Work to complete:
Below are the records; reproduce all of them exactly but without any images.
____________________
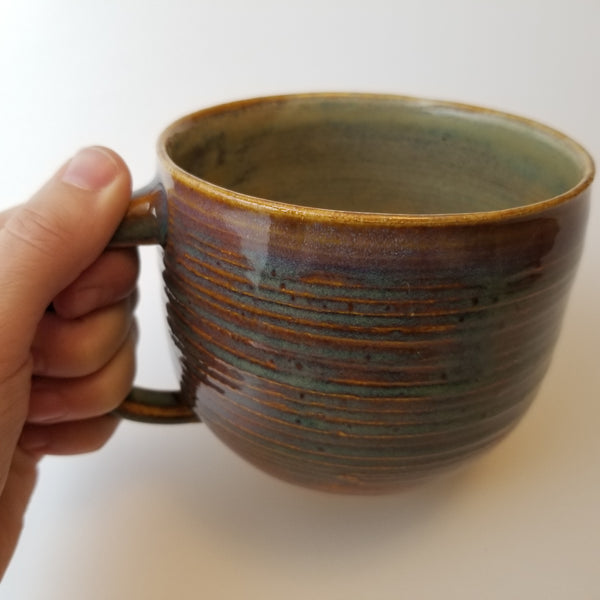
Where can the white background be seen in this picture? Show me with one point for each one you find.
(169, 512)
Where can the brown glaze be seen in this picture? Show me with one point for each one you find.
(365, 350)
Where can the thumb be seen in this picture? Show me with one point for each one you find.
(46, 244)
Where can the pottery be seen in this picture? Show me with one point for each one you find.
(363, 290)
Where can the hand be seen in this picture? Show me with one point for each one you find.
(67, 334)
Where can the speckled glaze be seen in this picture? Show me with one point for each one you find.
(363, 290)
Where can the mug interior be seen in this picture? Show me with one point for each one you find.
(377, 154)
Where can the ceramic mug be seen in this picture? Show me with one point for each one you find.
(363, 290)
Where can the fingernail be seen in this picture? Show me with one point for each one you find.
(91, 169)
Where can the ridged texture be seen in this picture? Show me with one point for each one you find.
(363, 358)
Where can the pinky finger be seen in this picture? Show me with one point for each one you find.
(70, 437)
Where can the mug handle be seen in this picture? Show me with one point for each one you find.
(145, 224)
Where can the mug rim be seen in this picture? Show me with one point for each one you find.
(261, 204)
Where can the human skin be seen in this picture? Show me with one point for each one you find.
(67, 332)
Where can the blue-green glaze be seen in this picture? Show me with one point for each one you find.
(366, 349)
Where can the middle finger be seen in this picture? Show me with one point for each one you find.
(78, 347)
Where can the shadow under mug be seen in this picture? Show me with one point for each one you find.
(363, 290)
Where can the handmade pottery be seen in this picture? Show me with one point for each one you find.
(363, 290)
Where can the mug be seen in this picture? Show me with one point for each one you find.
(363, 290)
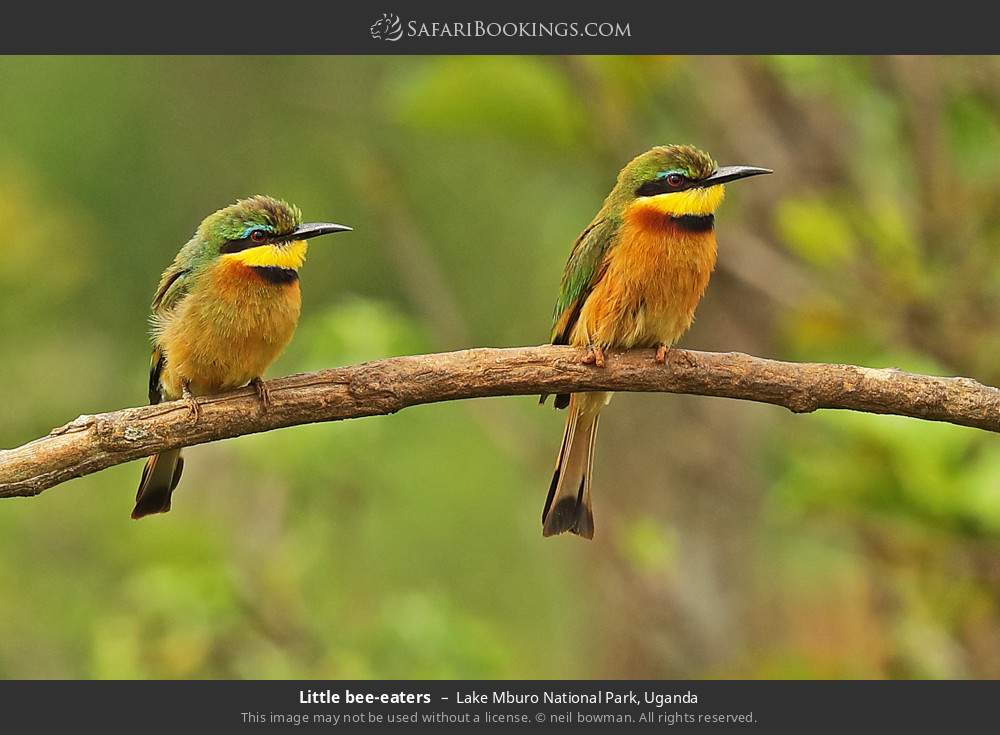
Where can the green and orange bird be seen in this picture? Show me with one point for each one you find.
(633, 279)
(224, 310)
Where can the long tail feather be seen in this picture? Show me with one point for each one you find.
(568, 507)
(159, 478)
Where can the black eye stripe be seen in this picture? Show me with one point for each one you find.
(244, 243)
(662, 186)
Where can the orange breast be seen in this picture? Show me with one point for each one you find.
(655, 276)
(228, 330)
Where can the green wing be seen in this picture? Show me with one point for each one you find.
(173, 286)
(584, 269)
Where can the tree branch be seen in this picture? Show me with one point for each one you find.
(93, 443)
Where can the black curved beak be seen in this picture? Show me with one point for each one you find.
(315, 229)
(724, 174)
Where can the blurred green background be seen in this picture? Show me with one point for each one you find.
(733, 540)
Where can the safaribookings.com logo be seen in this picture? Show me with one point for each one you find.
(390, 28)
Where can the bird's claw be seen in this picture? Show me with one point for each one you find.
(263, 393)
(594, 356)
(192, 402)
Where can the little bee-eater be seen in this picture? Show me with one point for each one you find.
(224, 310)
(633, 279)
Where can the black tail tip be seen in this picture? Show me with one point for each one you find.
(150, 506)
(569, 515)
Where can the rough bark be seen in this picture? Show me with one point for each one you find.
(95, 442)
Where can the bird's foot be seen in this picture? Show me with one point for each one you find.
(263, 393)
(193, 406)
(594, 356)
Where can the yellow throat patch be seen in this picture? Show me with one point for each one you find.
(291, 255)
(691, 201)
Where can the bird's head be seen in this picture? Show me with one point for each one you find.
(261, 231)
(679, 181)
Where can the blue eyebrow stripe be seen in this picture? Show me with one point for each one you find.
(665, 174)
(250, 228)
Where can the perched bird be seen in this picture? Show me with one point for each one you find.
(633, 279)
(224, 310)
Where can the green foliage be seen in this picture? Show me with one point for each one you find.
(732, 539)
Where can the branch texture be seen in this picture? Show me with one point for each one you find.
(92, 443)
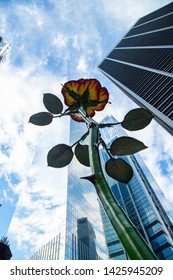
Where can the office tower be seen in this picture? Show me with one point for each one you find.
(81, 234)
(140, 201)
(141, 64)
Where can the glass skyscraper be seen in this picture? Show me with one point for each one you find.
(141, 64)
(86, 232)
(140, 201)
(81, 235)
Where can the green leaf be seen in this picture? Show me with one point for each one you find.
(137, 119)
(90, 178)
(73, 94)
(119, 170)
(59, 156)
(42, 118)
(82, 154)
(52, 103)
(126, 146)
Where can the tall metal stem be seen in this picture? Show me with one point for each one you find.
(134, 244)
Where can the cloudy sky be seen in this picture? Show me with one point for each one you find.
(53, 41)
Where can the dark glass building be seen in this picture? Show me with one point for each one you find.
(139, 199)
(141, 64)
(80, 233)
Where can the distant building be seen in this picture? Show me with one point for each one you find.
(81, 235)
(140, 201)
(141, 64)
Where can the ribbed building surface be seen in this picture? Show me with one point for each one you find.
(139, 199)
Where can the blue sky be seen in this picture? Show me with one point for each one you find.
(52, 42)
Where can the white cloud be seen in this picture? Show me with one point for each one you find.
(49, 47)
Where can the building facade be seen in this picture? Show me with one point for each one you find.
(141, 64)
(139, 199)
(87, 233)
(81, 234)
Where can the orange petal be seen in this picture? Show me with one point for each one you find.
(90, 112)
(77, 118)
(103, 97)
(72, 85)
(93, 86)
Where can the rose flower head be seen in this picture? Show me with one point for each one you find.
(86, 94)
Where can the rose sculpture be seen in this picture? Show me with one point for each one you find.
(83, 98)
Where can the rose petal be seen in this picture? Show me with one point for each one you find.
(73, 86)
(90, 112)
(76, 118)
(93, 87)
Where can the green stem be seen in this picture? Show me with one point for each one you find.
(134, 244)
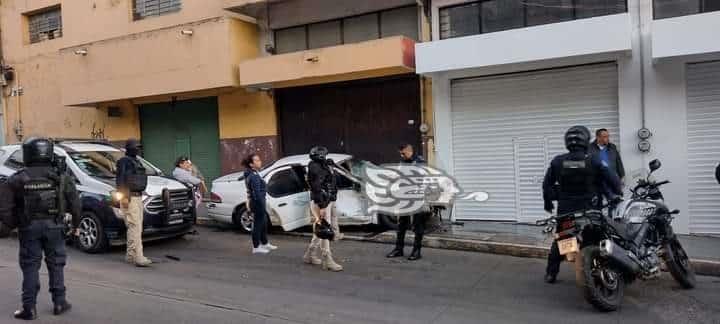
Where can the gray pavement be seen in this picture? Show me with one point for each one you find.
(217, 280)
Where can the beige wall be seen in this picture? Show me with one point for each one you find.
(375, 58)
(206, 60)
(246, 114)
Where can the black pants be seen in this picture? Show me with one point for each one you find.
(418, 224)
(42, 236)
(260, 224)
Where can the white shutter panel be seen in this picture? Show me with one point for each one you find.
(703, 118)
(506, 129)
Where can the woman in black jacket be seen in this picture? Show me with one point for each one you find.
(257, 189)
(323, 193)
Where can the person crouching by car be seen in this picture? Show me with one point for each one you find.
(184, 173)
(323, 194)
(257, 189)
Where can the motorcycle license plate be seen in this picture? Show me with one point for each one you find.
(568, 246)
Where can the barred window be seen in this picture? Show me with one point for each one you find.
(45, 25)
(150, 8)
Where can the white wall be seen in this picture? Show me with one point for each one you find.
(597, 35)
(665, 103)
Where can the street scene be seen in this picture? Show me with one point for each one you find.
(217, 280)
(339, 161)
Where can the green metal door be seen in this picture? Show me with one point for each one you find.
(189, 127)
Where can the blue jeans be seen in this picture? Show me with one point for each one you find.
____________________
Answer in full:
Where can the white background be seen in this picture? Show me with one point for each one you find.
(169, 512)
Where can the brown glaze be seen in this picture? Show me with one point for each one you find.
(365, 350)
Where can the thumb be seen in this picture? Show me with one point for each one you find.
(46, 244)
Where can the pottery be seen in this picture? Show me with one point for each one you find.
(363, 290)
Where can the hand be seen in this picture? Show me with one point for each one you find.
(67, 334)
Where can the speckled glaze be seen in this picture? Show me with one point for each one you find.
(363, 290)
Where can the mug interior be seen in this picture? Show me with one point for each one you find.
(377, 154)
Where can the ceramic mug be seen in this picture? Show me with one point for each one you find.
(363, 290)
Where can the fingernail be seen in this picture? Show me with one point for each one you find.
(91, 169)
Where can the ridged texture be seen in this picture? Show me with one point for each one you find.
(363, 358)
Where can the pinky finger be seen in this picture? Show me with one point for each one you find.
(70, 437)
Where can the mug handle be seen in this picture? Show me with one point for each one you find.
(145, 224)
Where can the mug rim be seen in this picture? Show me with one point for each one you find.
(261, 204)
Where can the human skin be seen in this picture? Show me with one point for each one you find.
(67, 332)
Where can the blue-green glaze be seen in this picture? Show me with one point for each one you find.
(366, 349)
Where can the middle finger be seen in this picture? Show me with one point for each one you find.
(78, 347)
Where can the shadow under mug be seen in this picture? Show me with one point for each one you find.
(363, 290)
Where can the handmade pottery be seen in this picture? Show me with one point for each one you find.
(363, 290)
Where can the mug be seen in this picture? Show me with one point for each one you find.
(363, 290)
Where can the green and orange bird be seen in this picture? Show me with one point for each one you find.
(633, 279)
(224, 310)
Where can the long tail feather be seen in this picture? Show me with one point for each one you find.
(568, 507)
(159, 478)
Where can the black eye stripe be seen in this picture? Show me with one point for each one you find.
(244, 243)
(662, 186)
Where can the orange breast be seen in this picture? Show me with one point for each one you find.
(655, 276)
(228, 330)
Where can the green wing be seen in this picture? Show me with one point for each one you find.
(173, 286)
(584, 269)
Where can the tree branch be seen in this picture? Show me with one point for each one you find.
(93, 443)
Where can the black curved beak be seen in this picture? Show me with one point for each one you find.
(315, 229)
(724, 174)
Where can the blurred green background be seen in this picture? Show me with one point for each one you find.
(733, 540)
Where can the safaribookings.com logo be seen in this picture? Show me with one point for each one you find.
(390, 28)
Where can the bird's claw be seen in this picture? Show me with one point for each one you find.
(263, 393)
(594, 356)
(192, 402)
Where can the little bee-eater be seen in this picture? Show me with one point for each one you find.
(224, 310)
(633, 279)
Where can the black tail tip be seen in this picture? Show me with one point for each one you find.
(150, 506)
(569, 515)
Where can the rough bark be seen in this picture? Show me with one point for each one you find.
(95, 442)
Where can the bird's foot be seen in this picture? Show me with one point for each one you find.
(263, 393)
(193, 406)
(594, 356)
Where can the yellow throat patch be seen in this picture? Show me with one point for each one you find.
(291, 255)
(691, 201)
Where can the bird's head be seen in this picture? Show me with one point for each one you find.
(261, 231)
(679, 181)
Where can the blue eyebrow stripe be seen in this picture? Show me with one point for each one you find.
(665, 174)
(250, 228)
Where can the perched bird be seen in this picture? Show me with one point for each one you find.
(633, 279)
(224, 310)
Where can the green foliage be seen in this picture? Show me with one point for each one you find.
(732, 539)
Where can the branch texture be seen in this picture? Show me with one point for each one you find.
(92, 443)
Where can the office tower be seen in this picture? Show me with one point for each one you find.
(81, 234)
(140, 201)
(141, 64)
Where can the glass skyscraper be seen in this picture? Show me with one point for each one you find.
(141, 64)
(86, 232)
(140, 201)
(81, 235)
Where can the green leaf be seen in this picture? Show me with one point for each one you find.
(137, 119)
(90, 178)
(73, 94)
(119, 170)
(59, 156)
(42, 118)
(82, 154)
(52, 103)
(126, 146)
Where can the tall metal stem be seen in this picture? Show me with one point for each one you find.
(134, 244)
Where can the cloudy sky be seen in this picture? Show me with one point for each one you find.
(53, 41)
Where can the dark glass building be seen in this picture? Show me with one point for each one you find.
(139, 199)
(141, 64)
(80, 233)
Where can the distant building be seen in this picture? Show me with one point for each one you find.
(81, 235)
(140, 201)
(141, 64)
Where can the ribbed building surface be seen in this picture? Show me with one point for each one you find.
(139, 199)
Where can the blue sky be seen in this picture? Show me with one point for each one you find.
(52, 42)
Where can the white cloud be seen in this picture? Show me with one point for each one you find.
(49, 47)
Where can the building facade be seen in this picture? Show me with one point for each one you find.
(141, 64)
(139, 199)
(87, 233)
(81, 234)
Where can the orange petal be seen in this picture? Show me with one point for each one you find.
(90, 112)
(77, 118)
(103, 97)
(72, 85)
(93, 86)
Where can the rose flower head be seen in this picture? Show me with one point for each one you find.
(86, 94)
Where can the rose sculpture be seen in this picture? Show me with one point for each one you find.
(83, 98)
Where can the rose petal be seen in this picture? Show me with one point for each one you find.
(73, 86)
(90, 112)
(76, 118)
(93, 87)
Where can the green stem be seen in this picture? Show me with one point for each one you find.
(134, 244)
Where can the gray pavement be seen in this picture? Show me with one point for each one you find.
(217, 280)
Where can the beige wall be seen in this picture? Show me with one point for each one you find.
(375, 58)
(206, 60)
(246, 114)
Where can the black pants be seen in this picture? Show me with one point for each one you find.
(418, 224)
(42, 236)
(260, 224)
Where can the white shutter panel be seen in this picture? Show me with one point for each one you find.
(703, 118)
(506, 129)
Where can the woman in black jacket be seen in this picture? Show me with one point for each one you find.
(257, 189)
(323, 193)
Where can the person crouching by car be seen in this picture? Show me with one point for each one you find.
(184, 173)
(323, 194)
(257, 189)
Where can the motorcycle license plate be seen in this picture? Show me with one point for each one you find.
(568, 246)
Where can the barred window be seen in this picture? Show me with one point for each one you find.
(45, 25)
(150, 8)
Where can the white wall be seen in this picture? Show me with one point for each one you find.
(597, 35)
(665, 103)
Where can the street scene be seen in this picture? Show me with one point for each one you find.
(217, 280)
(339, 161)
Where can the green metal door be seen in this picture? Show me with one point for each one you find.
(189, 127)
Where can the blue jeans be seen in this picture? Show me with one point for each one you find.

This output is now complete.